## GIVEN TEXT

━━━━━━━━━━━━━━━━━━━━━━━━━━━━━━

Picking up where we left off with Sister Carrie. Carrie has just met a man on the train to Chicago:

 

Here was a type of the travelling canvasser for a manufacturing house--a class which at that time was first being dubbed by the slang of the day "drummers." He came within the meaning of still newer term, which had sprung into general use among Americans in 1880, and which concisely expressed the thought of one whose dress or manners are calculated to elicit the admiration of susceptible young women--a "masher." His suit was of a striped and crossed pattern of brown wool, new at that time, but since become familiar as a business suit. The low crotch of the vest revealed a stiff shirt bosom of white and pink stripes. From his coat sleeves protruded a pair of linen cuffs of the same pattern, fastened with large, gold plate buttons, set with the common yellow agates known as "cat's-eyes." His fingers bore several rings--one, the ever-enduring heavy seal--and from his vest dangled a neat gold watch chain, from which was suspended the secret insignia of the Order of Elks. The whole suit was rather tight-fitting, and was finished off with heavy-soled tan shoes, highly polished, and the grey fedora hat. He was, for the order of intellect represented, attractive, and whatever he had to recommend him, you may be sure was not lost upon Carrie, in this, her first glance.

━━━━━━━━━━━━━━━━━━━━━━━━━━━━━━

## RAW DATA
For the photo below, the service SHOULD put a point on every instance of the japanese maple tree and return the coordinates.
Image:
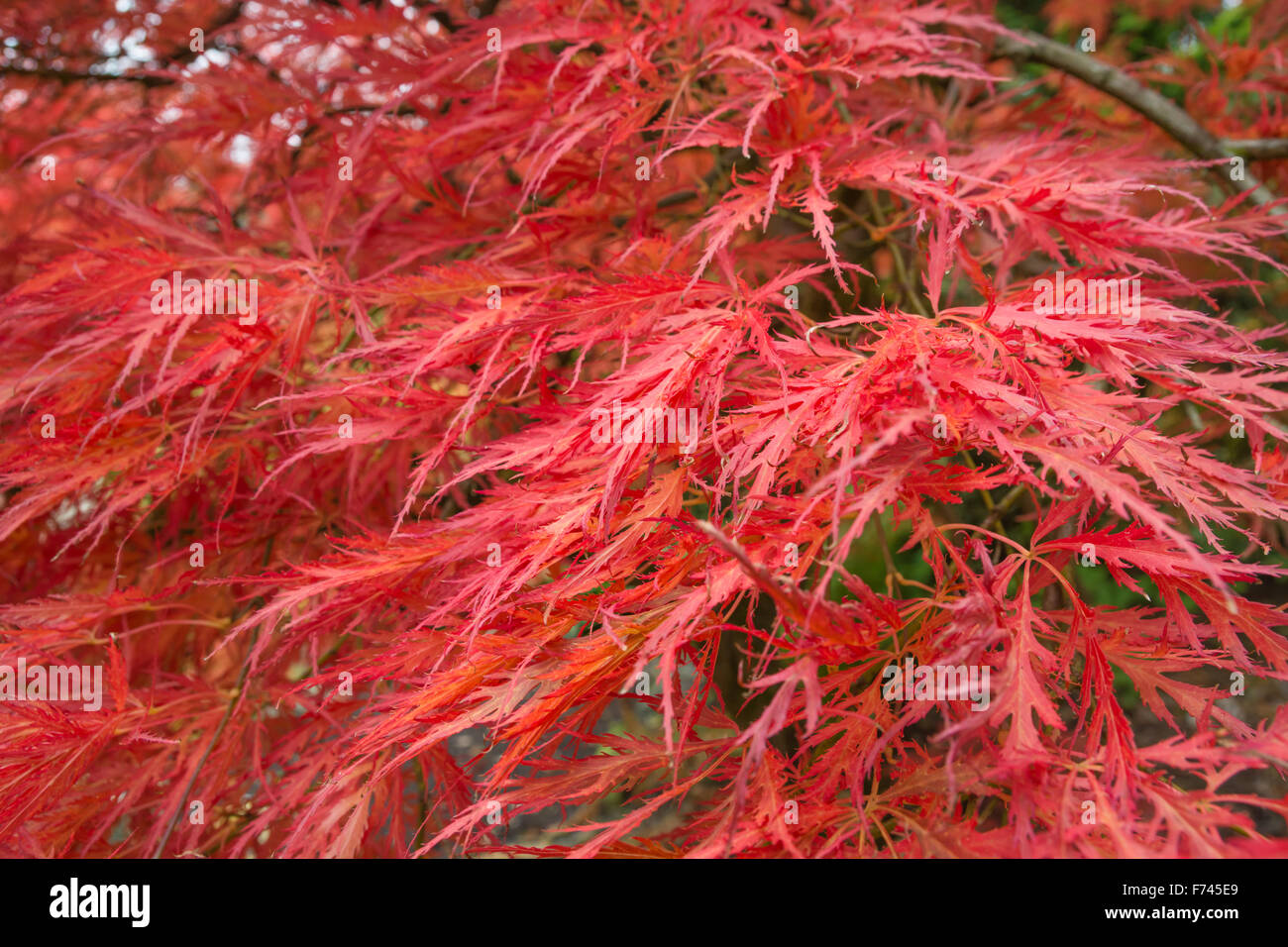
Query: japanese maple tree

━━━━━━━━━━━━━━━━━━━━━━━━━━━━━━

## DIRECTIVE
In the Sister Carrie passage, what stones are set in the gold plate buttons on the man's linen cuffs?

## RESULT FOR THIS TASK
Common yellow agates known as "cat's-eyes."